Stored items
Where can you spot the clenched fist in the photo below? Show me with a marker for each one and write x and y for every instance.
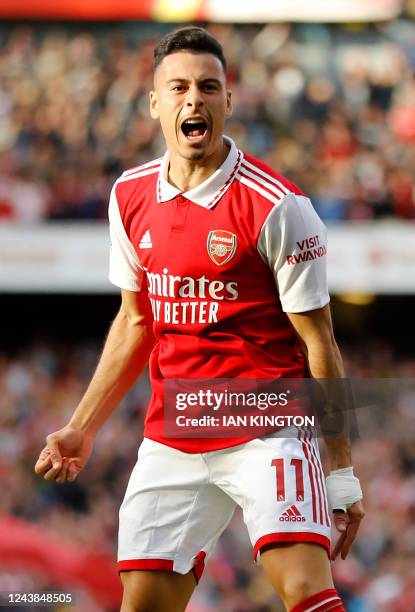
(66, 453)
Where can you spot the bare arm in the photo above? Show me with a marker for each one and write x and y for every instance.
(125, 354)
(314, 330)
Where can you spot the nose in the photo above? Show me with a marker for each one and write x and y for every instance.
(194, 98)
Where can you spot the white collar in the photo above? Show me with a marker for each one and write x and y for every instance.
(208, 193)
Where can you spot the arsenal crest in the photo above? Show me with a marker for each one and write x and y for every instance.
(221, 246)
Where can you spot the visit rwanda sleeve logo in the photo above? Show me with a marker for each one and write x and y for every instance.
(221, 246)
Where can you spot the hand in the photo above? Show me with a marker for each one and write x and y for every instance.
(347, 523)
(66, 453)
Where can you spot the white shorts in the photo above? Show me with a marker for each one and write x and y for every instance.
(177, 504)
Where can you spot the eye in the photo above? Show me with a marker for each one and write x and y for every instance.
(209, 87)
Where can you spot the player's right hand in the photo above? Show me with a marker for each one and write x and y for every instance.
(66, 453)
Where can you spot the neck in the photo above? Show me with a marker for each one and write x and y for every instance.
(186, 174)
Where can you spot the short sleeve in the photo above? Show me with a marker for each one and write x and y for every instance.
(293, 242)
(126, 271)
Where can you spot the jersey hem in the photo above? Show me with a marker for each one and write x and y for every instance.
(291, 537)
(199, 451)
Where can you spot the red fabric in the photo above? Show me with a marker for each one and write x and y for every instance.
(335, 605)
(239, 345)
(287, 538)
(28, 548)
(145, 564)
(77, 9)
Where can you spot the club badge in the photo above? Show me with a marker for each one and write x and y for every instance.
(221, 246)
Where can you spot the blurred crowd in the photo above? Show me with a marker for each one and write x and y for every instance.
(330, 107)
(40, 389)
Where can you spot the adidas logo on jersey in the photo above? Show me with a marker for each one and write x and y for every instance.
(292, 515)
(145, 242)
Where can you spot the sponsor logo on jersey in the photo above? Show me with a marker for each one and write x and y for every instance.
(145, 242)
(292, 515)
(221, 246)
(309, 248)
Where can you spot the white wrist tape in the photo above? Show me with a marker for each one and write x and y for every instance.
(343, 489)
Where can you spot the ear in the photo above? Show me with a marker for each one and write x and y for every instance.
(154, 110)
(229, 106)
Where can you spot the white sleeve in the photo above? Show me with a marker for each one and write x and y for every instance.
(126, 271)
(293, 242)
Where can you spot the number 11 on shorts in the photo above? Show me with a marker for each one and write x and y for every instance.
(297, 464)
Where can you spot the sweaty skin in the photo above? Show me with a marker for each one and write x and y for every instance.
(193, 86)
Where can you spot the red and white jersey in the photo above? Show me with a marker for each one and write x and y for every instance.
(223, 263)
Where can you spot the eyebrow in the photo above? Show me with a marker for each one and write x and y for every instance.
(183, 80)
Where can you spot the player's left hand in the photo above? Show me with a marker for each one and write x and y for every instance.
(347, 523)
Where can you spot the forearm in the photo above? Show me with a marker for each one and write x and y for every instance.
(123, 358)
(325, 363)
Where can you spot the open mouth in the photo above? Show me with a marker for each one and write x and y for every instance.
(194, 128)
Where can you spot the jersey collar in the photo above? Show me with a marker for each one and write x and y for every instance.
(208, 193)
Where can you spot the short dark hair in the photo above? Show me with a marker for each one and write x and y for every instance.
(189, 38)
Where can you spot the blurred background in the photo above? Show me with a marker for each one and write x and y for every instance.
(326, 95)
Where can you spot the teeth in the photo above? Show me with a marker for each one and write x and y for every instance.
(193, 121)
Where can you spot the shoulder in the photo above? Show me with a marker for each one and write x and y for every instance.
(264, 181)
(139, 172)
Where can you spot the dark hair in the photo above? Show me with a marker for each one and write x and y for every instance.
(189, 38)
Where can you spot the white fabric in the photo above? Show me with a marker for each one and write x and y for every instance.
(207, 192)
(178, 504)
(302, 285)
(125, 268)
(343, 489)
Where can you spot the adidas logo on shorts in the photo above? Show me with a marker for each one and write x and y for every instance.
(292, 515)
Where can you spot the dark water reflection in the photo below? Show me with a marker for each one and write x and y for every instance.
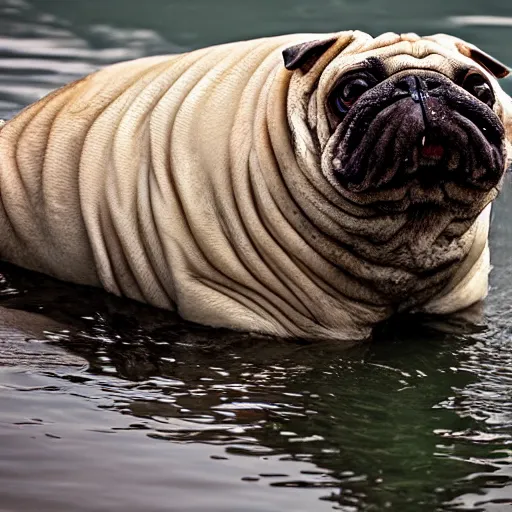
(108, 405)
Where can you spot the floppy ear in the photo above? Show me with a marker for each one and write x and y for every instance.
(494, 66)
(304, 54)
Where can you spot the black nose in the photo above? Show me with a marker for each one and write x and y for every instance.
(418, 87)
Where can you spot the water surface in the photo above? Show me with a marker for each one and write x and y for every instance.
(109, 405)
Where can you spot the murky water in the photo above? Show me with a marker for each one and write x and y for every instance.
(108, 405)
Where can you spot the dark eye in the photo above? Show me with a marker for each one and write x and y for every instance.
(349, 90)
(478, 86)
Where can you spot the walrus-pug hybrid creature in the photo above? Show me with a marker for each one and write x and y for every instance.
(304, 185)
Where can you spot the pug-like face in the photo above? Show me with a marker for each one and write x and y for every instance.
(405, 123)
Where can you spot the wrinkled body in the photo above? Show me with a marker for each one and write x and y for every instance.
(175, 181)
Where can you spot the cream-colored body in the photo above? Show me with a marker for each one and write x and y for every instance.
(167, 180)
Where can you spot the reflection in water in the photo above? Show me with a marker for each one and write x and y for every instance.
(107, 404)
(408, 424)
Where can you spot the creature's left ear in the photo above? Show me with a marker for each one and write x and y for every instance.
(494, 66)
(299, 55)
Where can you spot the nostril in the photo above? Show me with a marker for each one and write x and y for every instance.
(406, 84)
(432, 84)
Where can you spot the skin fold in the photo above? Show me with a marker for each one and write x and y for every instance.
(225, 185)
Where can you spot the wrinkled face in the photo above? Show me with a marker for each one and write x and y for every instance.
(408, 125)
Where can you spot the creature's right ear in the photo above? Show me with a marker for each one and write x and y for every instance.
(305, 54)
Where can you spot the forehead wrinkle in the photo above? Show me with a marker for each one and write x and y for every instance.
(395, 56)
(433, 61)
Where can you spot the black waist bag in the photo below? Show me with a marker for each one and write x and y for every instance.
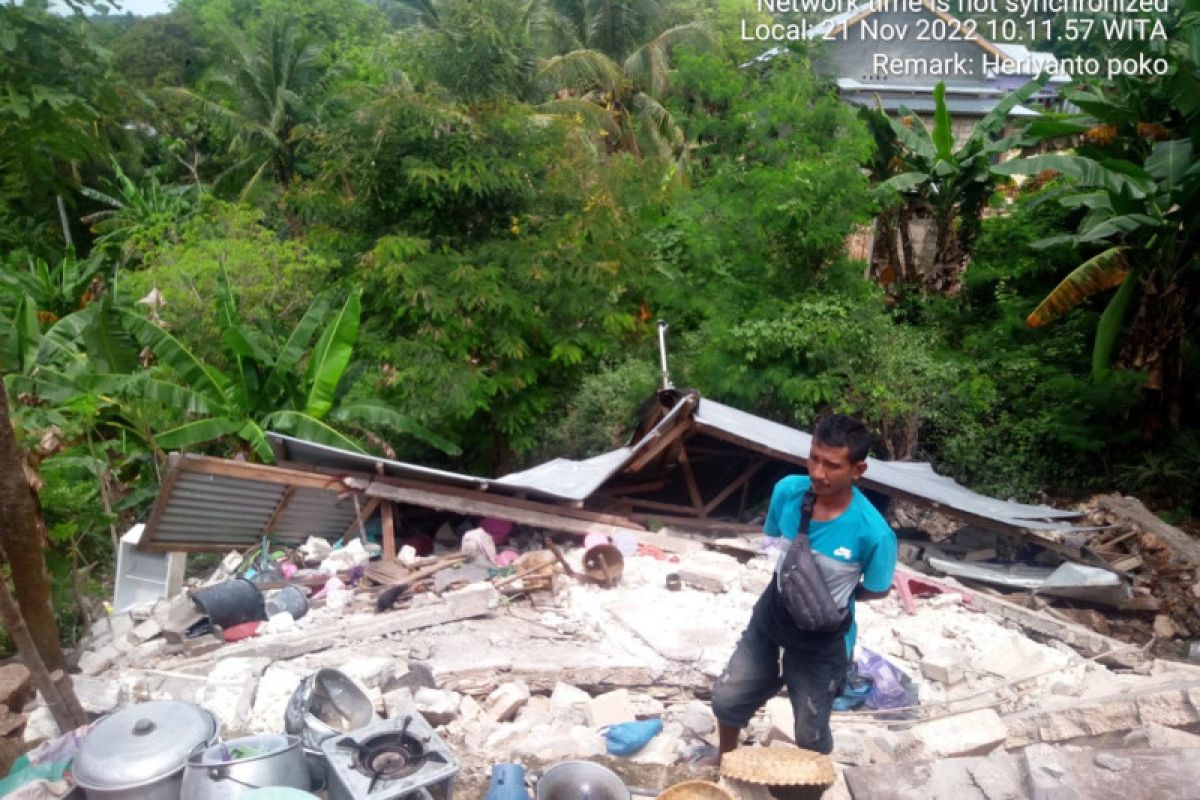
(803, 588)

■ EXERCISE PROMPT: The lines to copy begin with the one containing "Where can you spot the nostril" and end with the last line of the entries above; copy them exactly, minus the pictures.

■ EXPECTED ANSWER:
Where can you spot the nostril in the photo above? Show me with a marker for each one and write x and y for every instance.
(406, 84)
(432, 84)
Where can you spot the skin fold in the photo above? Show me with a marker for each one and write x and y for every instance.
(225, 185)
Where can you spot the wrinkled face in the photo above? Show me with a marker for each one and write x and y for every instance.
(408, 125)
Where can you spot the creature's right ear in the photo above? Show me with a marker for each one and write x and y for every instance.
(305, 54)
Where can you spot the forehead wrinkle in the photo above? Show me with a marker for each one and write x and y for every instance.
(395, 56)
(433, 61)
Where can you spot the black waist bag in the photo below? Show me with a marker for each one and write x and y for every instance.
(803, 588)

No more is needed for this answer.